Please copy out, unchanged, the lines of the listing below from the line with "where the metal" to the line with "[134,0,250,128]", both of those lines included.

Provided data -
'''

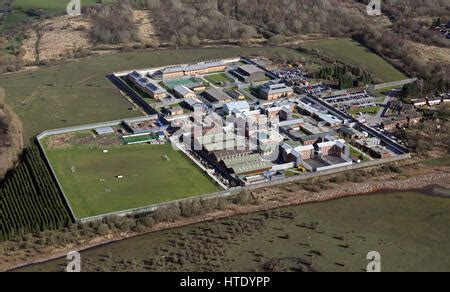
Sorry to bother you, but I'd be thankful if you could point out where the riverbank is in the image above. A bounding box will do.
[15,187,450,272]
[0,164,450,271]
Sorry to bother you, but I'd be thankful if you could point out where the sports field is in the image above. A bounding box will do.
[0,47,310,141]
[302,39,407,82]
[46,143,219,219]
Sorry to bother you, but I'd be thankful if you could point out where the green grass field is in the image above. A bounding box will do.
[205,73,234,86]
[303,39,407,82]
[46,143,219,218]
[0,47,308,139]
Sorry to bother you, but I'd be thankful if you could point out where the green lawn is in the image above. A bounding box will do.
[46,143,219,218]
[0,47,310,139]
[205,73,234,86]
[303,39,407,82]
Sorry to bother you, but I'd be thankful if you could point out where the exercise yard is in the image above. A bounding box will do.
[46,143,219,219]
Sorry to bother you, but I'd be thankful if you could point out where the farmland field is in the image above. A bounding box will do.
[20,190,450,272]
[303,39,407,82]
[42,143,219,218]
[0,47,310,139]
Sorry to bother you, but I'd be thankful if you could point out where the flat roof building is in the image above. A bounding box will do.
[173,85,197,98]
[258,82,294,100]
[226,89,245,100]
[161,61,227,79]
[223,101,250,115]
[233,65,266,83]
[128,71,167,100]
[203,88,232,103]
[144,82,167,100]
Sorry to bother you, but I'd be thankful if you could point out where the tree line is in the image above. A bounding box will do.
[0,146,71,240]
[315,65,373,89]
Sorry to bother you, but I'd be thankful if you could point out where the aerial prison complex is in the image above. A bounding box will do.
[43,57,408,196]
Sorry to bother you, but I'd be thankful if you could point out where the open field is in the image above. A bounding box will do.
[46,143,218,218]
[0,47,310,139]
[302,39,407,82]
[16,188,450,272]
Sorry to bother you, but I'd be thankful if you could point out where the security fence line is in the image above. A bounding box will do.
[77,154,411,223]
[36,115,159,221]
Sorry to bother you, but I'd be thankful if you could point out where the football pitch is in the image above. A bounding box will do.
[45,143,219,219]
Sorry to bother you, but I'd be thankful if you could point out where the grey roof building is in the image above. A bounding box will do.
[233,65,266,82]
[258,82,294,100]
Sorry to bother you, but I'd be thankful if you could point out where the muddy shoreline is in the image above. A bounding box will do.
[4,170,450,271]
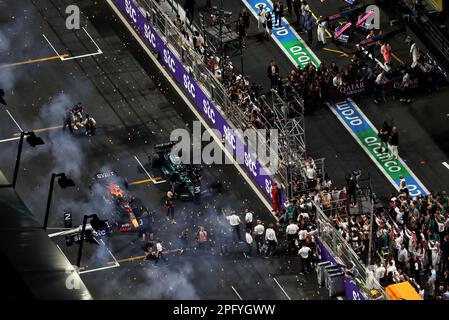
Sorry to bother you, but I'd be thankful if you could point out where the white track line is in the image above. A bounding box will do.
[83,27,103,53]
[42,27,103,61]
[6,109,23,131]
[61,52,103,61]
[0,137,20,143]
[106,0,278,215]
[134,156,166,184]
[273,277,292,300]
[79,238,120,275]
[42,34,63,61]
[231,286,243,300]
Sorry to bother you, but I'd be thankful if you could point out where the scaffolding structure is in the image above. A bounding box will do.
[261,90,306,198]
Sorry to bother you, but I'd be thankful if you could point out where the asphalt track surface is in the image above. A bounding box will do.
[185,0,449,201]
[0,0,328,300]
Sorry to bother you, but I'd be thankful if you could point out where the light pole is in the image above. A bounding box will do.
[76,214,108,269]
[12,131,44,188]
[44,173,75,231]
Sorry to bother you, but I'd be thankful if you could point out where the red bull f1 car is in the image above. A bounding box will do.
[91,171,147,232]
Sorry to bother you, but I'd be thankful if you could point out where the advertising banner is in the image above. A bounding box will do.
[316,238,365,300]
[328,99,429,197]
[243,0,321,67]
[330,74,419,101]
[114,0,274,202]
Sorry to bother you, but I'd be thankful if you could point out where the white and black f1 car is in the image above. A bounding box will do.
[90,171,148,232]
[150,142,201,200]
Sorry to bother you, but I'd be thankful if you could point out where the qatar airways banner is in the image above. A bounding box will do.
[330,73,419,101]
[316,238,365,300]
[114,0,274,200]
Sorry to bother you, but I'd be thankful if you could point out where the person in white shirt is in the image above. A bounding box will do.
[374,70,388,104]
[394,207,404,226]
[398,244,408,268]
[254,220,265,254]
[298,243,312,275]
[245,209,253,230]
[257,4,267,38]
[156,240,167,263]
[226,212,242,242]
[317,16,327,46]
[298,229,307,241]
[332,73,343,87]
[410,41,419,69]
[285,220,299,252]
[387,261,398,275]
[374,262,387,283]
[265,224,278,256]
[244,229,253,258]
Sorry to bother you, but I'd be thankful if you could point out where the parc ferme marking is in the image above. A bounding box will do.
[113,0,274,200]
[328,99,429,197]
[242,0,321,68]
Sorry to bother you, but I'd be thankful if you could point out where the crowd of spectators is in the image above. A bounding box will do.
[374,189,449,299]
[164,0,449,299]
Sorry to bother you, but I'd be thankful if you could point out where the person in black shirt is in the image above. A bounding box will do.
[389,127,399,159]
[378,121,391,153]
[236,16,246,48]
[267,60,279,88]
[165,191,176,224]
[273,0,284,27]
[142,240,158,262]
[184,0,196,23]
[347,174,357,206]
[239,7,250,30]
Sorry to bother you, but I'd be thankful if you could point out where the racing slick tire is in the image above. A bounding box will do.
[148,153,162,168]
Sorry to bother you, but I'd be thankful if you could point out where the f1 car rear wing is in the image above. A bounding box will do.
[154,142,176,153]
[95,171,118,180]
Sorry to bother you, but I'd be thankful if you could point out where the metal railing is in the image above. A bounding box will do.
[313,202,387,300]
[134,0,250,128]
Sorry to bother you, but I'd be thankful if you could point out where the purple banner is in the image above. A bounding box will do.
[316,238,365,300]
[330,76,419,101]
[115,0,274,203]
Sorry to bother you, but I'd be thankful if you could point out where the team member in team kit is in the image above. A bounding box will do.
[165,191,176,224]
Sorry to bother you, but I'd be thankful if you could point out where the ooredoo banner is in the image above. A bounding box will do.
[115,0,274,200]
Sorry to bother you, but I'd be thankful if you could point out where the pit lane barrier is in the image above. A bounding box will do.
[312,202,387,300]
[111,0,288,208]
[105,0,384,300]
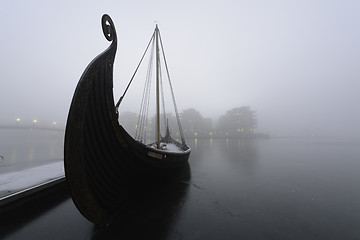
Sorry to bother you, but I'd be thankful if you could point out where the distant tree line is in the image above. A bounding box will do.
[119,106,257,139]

'''
'''

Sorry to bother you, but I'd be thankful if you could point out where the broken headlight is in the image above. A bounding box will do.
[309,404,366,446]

'''

Correct answer -
Sorry to bother you, but I'd be thankful if you could point out where the metal railing is in the image above. A bounding box will do.
[313,202,387,300]
[134,0,250,128]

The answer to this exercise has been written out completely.